> _Required work_
[A] According to the text on mixed-race identity, what does the writer find annoying about forms?
[B] Copy out the text on mixed-race identity word for word, everything from "Have there been" down to "am grateful for.".
[C] Resume the text on mixed-race identity, picking up after its final sentence.

> _Source document_

★ ★ ★

I feel most mixed-race people use the term in a similar way to me as a shortcut past explaining each parent or grandparent's origin. Being mixed-race isn't really an identity, it's more a warning flag saying it's complicated and I don't want to bore you.
Have there been occasions where I've felt I've had to "pick a side"? Definitely. I've rarely felt the need to hide my heritage but bringing up certain facets of my backgrounds is often a great way to connect to people. "Hey, I'm from Ireland too!" or "You celebrate Diwali with your family as well?!" can be great conversation starters. The only time it's a negative is when the side is picked for you. I've had times where people have said, "Well you're not really Indian, though," or "There aren't any Irish people your colour."
My particular mix resulted in me looking like I could be one of many races. I probably avoid receiving any racism since no one can quite guess what to insult at first glance. So I've never been made to feel like I don't belong, which I am grateful for.
Do I feel like we need a new term? It can be annoying on forms… always having to search for the right mixed heritage box to tick or I feel like I'm doing one parent an injustice.
I sometimes still find myself identifying as mixed-race. This is a bad habit I'm trying to fix. I guess it stems mostly from yearning to be accepted. I realize now that it's something pushed upon us, not just as mixed-race people but as those living within an environment that feeds off what's known as normativity.
Saying I'm mixed-race makes me yawn myself—what does that even mean as a statement? Nothing. Rather it explains more of the coming together of my parents, of racial divisions, of lost family connection. It says nothing about mixed-race as a culture, as a place in history. That's its failure. Mixed-race people don't get spoken to about their histories/perspectives and politics.

★ ★ ★

Natural-language descriptions of regions:
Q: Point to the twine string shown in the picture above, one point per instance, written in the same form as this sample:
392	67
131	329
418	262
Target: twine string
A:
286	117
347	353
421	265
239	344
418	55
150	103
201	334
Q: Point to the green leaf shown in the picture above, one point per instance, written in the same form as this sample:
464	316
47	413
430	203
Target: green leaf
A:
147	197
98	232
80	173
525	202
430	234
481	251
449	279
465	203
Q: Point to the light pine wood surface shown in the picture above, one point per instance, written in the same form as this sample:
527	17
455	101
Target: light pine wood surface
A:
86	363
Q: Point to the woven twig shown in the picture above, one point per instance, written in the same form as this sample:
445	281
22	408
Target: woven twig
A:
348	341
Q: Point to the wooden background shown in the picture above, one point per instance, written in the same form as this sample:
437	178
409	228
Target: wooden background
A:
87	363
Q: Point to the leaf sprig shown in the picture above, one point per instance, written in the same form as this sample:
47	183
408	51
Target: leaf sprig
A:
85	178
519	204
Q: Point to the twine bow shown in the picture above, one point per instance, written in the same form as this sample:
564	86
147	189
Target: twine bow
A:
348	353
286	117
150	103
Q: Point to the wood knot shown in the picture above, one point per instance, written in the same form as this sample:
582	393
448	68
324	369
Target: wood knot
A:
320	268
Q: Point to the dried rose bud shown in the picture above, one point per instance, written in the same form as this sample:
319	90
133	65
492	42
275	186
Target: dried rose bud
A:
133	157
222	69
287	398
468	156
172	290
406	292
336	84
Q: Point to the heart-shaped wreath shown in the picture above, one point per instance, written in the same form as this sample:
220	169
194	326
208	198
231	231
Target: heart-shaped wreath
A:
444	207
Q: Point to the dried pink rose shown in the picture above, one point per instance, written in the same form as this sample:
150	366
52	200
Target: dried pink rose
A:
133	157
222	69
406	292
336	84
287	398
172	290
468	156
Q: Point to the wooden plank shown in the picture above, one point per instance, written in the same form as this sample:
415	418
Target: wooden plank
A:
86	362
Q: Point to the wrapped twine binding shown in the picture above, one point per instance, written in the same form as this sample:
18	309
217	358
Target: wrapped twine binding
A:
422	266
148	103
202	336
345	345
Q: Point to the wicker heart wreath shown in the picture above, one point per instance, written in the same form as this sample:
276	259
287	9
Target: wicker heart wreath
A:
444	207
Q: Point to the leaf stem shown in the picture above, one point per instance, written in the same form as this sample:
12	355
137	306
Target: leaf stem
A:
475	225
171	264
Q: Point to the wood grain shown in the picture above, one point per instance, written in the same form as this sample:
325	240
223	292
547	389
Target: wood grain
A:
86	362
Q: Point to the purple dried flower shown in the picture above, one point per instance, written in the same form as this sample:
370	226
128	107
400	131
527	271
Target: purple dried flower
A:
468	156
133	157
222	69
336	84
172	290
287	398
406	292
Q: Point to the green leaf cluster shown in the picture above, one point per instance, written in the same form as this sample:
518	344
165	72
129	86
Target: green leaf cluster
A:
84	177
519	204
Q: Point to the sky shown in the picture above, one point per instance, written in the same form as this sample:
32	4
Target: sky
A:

★ ★ ★

> _Answers_
[A] Always having to search for the right mixed heritage box to tick.

[B]
Have there been occasions where I've felt I've had to "pick a side"? Definitely. I've rarely felt the need to hide my heritage but bringing up certain facets of my backgrounds is often a great way to connect to people. "Hey, I'm from Ireland too!" or "You celebrate Diwali with your family as well?!" can be great conversation starters. The only time it's a negative is when the side is picked for you. I've had times where people have said, "Well you're not really Indian, though," or "There aren't any Irish people your colour."
My particular mix resulted in me looking like I could be one of many races. I probably avoid receiving any racism since no one can quite guess what to insult at first glance. So I've never been made to feel like I don't belong, which I am grateful for.

[C]
The main priority bestowed upon us is the question of how we should fit into the structural racial categories in place already—only a yes or no, black and white answer has ever been permitted.
The way we brag about diversity in Britain is hilarious. Yes, mixed-race people are the fastest growing demographic in the country but when your mum's side of the family passive-aggressively lets you know that there's too many immigrants nowadays, where's the progress?
Would I say that the term mixed-race reflects my identity? If I'm going to give a resolute answer, no, it's not enough. I feel like I use different terms depending on who I'm speaking to and where I am. I think it's come from people willing to label very quickly, who I'm speaking to and why.
Indian-English is what I would say. But say if I'm in an area where it's less multicultural or where I feel like that person is going to be receiving of having to listen or there's no time for it, I'll just say mixed-race.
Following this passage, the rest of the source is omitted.